**TASK INSTRUCTIONS**
Could you restate the data word for word and drop the pictures?

---------- LISTED ENTRIES ----------

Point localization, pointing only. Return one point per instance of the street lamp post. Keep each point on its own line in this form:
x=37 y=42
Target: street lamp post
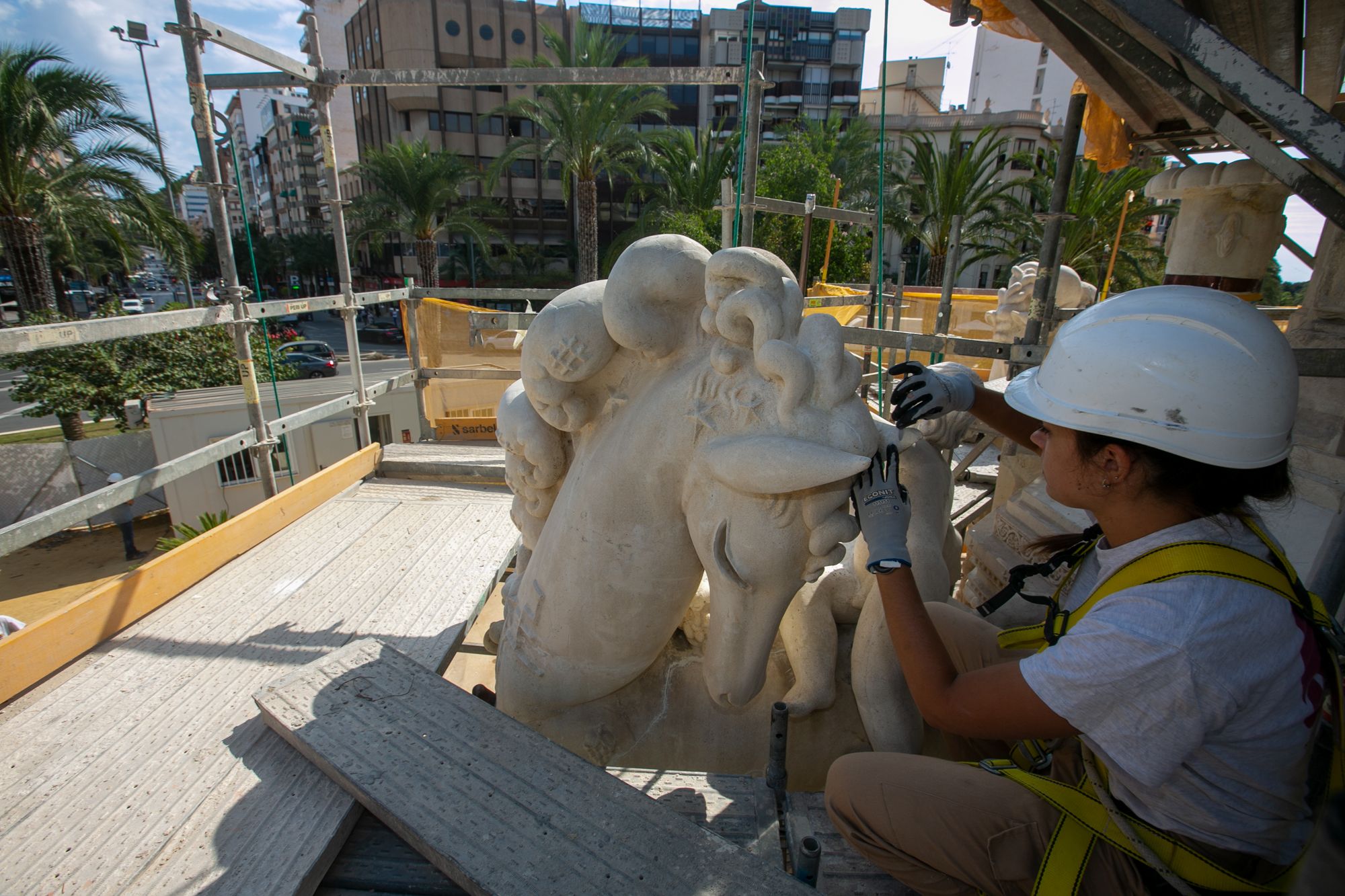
x=141 y=37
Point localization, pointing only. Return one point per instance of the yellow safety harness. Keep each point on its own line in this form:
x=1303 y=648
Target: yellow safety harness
x=1083 y=818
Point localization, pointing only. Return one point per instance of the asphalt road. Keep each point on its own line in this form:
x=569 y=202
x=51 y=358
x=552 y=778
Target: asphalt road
x=322 y=327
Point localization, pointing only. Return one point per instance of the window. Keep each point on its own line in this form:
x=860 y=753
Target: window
x=1023 y=147
x=239 y=469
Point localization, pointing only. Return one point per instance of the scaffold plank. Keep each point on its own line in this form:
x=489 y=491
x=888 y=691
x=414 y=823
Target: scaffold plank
x=149 y=770
x=490 y=802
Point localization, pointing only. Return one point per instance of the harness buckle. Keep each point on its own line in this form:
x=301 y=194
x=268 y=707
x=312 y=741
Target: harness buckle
x=997 y=766
x=1058 y=620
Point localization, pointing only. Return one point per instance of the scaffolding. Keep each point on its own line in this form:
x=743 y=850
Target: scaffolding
x=739 y=208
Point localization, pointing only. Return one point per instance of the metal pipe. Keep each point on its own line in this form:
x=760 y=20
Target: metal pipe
x=321 y=97
x=810 y=202
x=411 y=311
x=202 y=126
x=757 y=87
x=1044 y=291
x=806 y=862
x=777 y=774
x=832 y=231
x=1116 y=245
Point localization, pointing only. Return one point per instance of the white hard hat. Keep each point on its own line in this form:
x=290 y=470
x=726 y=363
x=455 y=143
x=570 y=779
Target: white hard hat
x=1188 y=370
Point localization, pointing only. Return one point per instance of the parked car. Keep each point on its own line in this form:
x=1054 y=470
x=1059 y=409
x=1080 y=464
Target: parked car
x=310 y=348
x=310 y=366
x=381 y=331
x=505 y=339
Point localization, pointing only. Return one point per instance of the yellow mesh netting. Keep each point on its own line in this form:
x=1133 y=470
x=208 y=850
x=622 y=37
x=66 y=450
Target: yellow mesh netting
x=1106 y=131
x=447 y=342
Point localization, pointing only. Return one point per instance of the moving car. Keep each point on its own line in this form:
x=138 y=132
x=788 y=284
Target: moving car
x=381 y=331
x=310 y=366
x=310 y=348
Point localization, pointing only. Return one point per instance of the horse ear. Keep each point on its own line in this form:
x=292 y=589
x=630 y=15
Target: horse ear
x=779 y=464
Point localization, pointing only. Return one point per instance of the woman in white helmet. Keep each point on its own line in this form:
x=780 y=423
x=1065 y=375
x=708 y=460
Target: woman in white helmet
x=1179 y=676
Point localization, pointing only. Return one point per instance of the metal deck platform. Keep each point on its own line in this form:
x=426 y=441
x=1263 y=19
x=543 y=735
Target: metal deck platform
x=145 y=767
x=446 y=460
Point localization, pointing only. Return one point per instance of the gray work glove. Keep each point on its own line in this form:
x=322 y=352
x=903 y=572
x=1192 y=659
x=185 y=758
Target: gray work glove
x=884 y=512
x=931 y=392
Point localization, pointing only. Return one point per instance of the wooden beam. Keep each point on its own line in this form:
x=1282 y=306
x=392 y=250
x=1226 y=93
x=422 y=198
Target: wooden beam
x=488 y=801
x=45 y=646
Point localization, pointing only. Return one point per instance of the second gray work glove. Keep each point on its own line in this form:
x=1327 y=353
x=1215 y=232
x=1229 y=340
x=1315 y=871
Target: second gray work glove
x=931 y=392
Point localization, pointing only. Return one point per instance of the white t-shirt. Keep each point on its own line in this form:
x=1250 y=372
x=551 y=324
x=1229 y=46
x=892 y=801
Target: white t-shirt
x=1194 y=692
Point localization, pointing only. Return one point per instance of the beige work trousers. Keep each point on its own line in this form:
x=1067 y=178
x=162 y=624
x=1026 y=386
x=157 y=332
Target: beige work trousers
x=945 y=827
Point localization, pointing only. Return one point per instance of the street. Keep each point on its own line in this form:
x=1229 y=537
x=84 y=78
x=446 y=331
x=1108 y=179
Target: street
x=323 y=327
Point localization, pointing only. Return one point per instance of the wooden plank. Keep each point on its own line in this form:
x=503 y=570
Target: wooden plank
x=492 y=803
x=738 y=807
x=52 y=642
x=150 y=771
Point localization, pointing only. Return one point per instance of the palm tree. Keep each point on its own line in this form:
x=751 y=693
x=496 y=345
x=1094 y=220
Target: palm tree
x=1094 y=205
x=966 y=179
x=590 y=130
x=68 y=167
x=415 y=192
x=684 y=189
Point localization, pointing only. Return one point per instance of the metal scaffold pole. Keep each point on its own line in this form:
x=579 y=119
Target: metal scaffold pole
x=1043 y=307
x=757 y=83
x=322 y=97
x=202 y=126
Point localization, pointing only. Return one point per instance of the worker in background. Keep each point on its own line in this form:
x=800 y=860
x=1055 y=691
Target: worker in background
x=1174 y=693
x=123 y=517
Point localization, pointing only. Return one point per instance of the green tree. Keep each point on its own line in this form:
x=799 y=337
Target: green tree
x=684 y=188
x=930 y=186
x=1096 y=202
x=102 y=377
x=792 y=171
x=69 y=161
x=411 y=190
x=590 y=130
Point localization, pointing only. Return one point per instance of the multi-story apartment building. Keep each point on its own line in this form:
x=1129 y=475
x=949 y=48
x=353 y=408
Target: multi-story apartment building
x=915 y=96
x=1009 y=73
x=459 y=34
x=814 y=58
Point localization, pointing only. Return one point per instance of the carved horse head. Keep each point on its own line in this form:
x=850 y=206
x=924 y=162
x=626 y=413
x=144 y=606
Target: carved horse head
x=781 y=435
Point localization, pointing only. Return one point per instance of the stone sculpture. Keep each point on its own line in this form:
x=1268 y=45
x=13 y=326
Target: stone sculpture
x=1009 y=319
x=680 y=420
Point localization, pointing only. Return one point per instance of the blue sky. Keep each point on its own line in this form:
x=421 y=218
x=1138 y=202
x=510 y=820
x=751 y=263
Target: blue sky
x=80 y=30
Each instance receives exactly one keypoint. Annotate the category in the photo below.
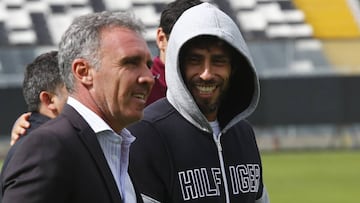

----------

**ANSWER FOR THIS EXERCISE**
Point localization, pointing only. Return one point per instance of the street lamp post. Keep each point on its own line in this form:
x=37 y=42
Target: street lamp post
x=141 y=37
Point localization, pointing only. Return one point per instance of the yellow safety harness. Keep each point on its own line in this form:
x=1303 y=648
Target: yellow safety harness
x=1083 y=818
Point localization, pointing only. Return one point per instance of the asphalt road. Keep each point on its own line in this form:
x=569 y=202
x=51 y=358
x=552 y=778
Target: asphalt road
x=322 y=327
Point localization, pointing only. Return one point per instance of the window. Keep each point on its own line in this form:
x=860 y=753
Target: window
x=1023 y=147
x=239 y=469
Point localization, pointing only. Return one point per instance of the scaffold plank. Keep each point on its own line in this form:
x=489 y=491
x=888 y=691
x=414 y=823
Target: scaffold plank
x=149 y=770
x=490 y=802
Point localization, pointing only. Return one point per instance of the harness buckle. Keep each point on its own line in this form:
x=301 y=194
x=268 y=707
x=312 y=741
Target: harness buckle
x=997 y=766
x=1058 y=620
Point localization, pointing only. Return one point per instance of the scaffolding. Keep each point on its own line in this form:
x=743 y=850
Target: scaffolding
x=739 y=208
Point localization, pointing only. Return one point per instance of the metal pipe. Keep each point on its own line in this form:
x=760 y=20
Target: metal pipe
x=321 y=97
x=810 y=202
x=411 y=311
x=202 y=126
x=757 y=87
x=1044 y=291
x=806 y=862
x=777 y=774
x=832 y=231
x=1116 y=245
Point localization, pointing only. Return one point per instance of the white hard hat. Keep each point on its own line in this form:
x=290 y=470
x=726 y=363
x=455 y=143
x=570 y=779
Target: white hard hat
x=1188 y=370
Point localization, pointing only. Return one point per instance of the parked car. Keep each point on its own line in this form:
x=1054 y=470
x=1059 y=409
x=1080 y=464
Target: parked car
x=310 y=348
x=310 y=366
x=381 y=331
x=505 y=339
Point localization, pointing only. Return one point per instance of the yellow mesh netting. Keep each point on its own line in this form:
x=1133 y=470
x=208 y=850
x=622 y=37
x=66 y=450
Target: yellow mesh netting
x=1106 y=131
x=447 y=342
Point localization, pointing only. Return one point per instance of the moving car. Keep each point on its own line in this form:
x=138 y=132
x=788 y=284
Target: moving car
x=381 y=331
x=310 y=366
x=310 y=348
Point localization, pointing only. Return one point per instance of the horse ear. Keep each point on its own line in this form:
x=292 y=589
x=630 y=15
Target: horse ear
x=779 y=464
Point localization, pointing only. Return one point per instance of the woman in white helmet. Keep each point on its own line in this form:
x=780 y=423
x=1065 y=375
x=708 y=460
Target: woman in white helmet
x=1179 y=676
Point localization, pointing only. Return one point per instance of the metal deck platform. Keep each point on its own line in this form:
x=426 y=441
x=1263 y=19
x=543 y=735
Target: metal deck platform
x=145 y=767
x=446 y=460
Point localization, pointing only. Return one point per instance of the gray work glove. Keep each point on its own line in this form:
x=322 y=352
x=903 y=572
x=1192 y=659
x=185 y=758
Target: gray work glove
x=884 y=512
x=931 y=392
Point localization, pointing only. Return one point per instance of the wooden beam. Keep each point on its own line in this form:
x=1282 y=306
x=392 y=250
x=1226 y=93
x=422 y=198
Target: wooden beam
x=488 y=801
x=45 y=646
Point localization, pointing only. Return one point per instance of the second gray work glove. Keep each point on its own line in this form:
x=1327 y=353
x=1215 y=232
x=1229 y=340
x=1315 y=871
Target: second gray work glove
x=931 y=392
Point localization, pointing only. Return one point per instance of the white t-shirt. Keep each point on its own line in this form:
x=1250 y=372
x=551 y=324
x=1229 y=46
x=892 y=801
Target: white t-shirt
x=1194 y=692
Point localization, pointing only. Return one point per instance of the beige work trousers. Keep each point on its own line in this form:
x=1067 y=178
x=162 y=624
x=1026 y=386
x=157 y=332
Target: beige work trousers
x=945 y=827
Point localization, pointing only. Return one point per instance of the street. Keep each point on its own line in this form:
x=1229 y=537
x=84 y=78
x=446 y=331
x=1108 y=179
Target: street
x=323 y=327
Point localization, pointing only. Return one point per instance of the wooden plank. Keep each point on its own line in this form:
x=503 y=570
Target: wooden plank
x=492 y=803
x=738 y=807
x=52 y=642
x=150 y=771
Point localization, pointing only. Return one point per instance of the palm tree. Keep each point on its own line in this form:
x=751 y=693
x=496 y=345
x=1094 y=220
Target: palm tree
x=1094 y=205
x=966 y=179
x=590 y=130
x=68 y=167
x=415 y=192
x=684 y=189
Point localization, pointing only. Return one point per instance of the metal scaffold pole. Keep each point on its own line in this form:
x=579 y=119
Target: metal scaffold pole
x=1043 y=307
x=757 y=83
x=322 y=97
x=202 y=126
Point localization, pointing only. Return one point per instance of the worker in background. Keep each point on its own line in this form:
x=800 y=860
x=1055 y=691
Target: worker in background
x=1174 y=693
x=123 y=517
Point localization, pointing only. Return one point per instance of the green tree. Keep each point on its own line in this form:
x=799 y=337
Target: green tree
x=684 y=188
x=930 y=186
x=1096 y=202
x=102 y=377
x=792 y=171
x=69 y=161
x=411 y=190
x=590 y=130
Point localization, pointing only. Return one point per instance of the multi-story apartment building. Keep each point on its own line in this form:
x=1129 y=475
x=949 y=48
x=353 y=408
Target: multi-story apartment building
x=915 y=96
x=1009 y=73
x=459 y=34
x=814 y=58
Point localization, pointing only. Return one point per instance of the carved horse head. Keep each point on its own line in this form:
x=850 y=206
x=924 y=162
x=626 y=413
x=144 y=606
Target: carved horse head
x=781 y=435
Point localization, pointing only. Return one point per instance of the stone sculpture. Keep each point on its own line in this form:
x=1268 y=45
x=13 y=326
Target: stone sculpture
x=1009 y=319
x=680 y=420
Point localization, pointing only. Return one point per instance of the blue sky. Keep each point on its own line in this form:
x=421 y=218
x=1138 y=202
x=510 y=820
x=751 y=263
Target: blue sky
x=80 y=30
Each instance receives exactly one keypoint. Annotate the category in the photo below.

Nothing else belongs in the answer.